◆ RECORDS PROVIDED ◆
·····
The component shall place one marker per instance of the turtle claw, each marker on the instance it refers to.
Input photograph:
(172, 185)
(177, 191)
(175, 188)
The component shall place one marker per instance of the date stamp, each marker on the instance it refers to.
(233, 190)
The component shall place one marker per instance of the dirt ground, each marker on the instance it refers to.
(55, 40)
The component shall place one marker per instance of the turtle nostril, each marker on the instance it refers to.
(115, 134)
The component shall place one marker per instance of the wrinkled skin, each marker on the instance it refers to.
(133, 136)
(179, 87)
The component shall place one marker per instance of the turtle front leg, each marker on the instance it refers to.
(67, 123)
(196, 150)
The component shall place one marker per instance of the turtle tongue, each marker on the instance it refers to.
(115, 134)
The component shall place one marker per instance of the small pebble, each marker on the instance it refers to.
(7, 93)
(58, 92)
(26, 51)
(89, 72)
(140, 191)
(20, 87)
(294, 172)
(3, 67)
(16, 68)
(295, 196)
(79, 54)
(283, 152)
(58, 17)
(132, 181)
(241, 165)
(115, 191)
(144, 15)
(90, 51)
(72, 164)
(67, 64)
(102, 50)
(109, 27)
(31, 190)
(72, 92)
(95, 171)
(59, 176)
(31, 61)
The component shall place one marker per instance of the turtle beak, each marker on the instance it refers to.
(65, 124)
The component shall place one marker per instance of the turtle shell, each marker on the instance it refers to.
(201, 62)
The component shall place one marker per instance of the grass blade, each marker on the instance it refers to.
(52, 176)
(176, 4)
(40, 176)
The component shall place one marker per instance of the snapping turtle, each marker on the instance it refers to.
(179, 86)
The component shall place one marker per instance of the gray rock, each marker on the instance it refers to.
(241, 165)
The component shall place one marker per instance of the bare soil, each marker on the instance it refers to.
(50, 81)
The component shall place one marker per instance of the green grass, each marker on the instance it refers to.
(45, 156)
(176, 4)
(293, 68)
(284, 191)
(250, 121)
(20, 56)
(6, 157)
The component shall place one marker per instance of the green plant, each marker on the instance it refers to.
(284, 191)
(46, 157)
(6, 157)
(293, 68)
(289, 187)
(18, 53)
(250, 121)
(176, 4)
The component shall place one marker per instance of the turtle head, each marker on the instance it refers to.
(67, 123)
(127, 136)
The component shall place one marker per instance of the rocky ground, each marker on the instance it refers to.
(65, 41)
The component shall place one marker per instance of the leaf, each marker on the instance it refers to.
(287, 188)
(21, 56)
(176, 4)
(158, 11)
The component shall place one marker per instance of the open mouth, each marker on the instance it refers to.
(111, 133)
·····
◆ THE REQUEST ◆
Starting at the line that contains "The component shall place one marker per instance of the open" and continuing through the end of the material, rewrite those lines with "open mouth" changed to "gaping mouth" and nothing else altered.

◆ WRITTEN ANSWER ◆
The component shall place one marker per instance of the gaping mouth, each marker on the instance it refers to.
(111, 133)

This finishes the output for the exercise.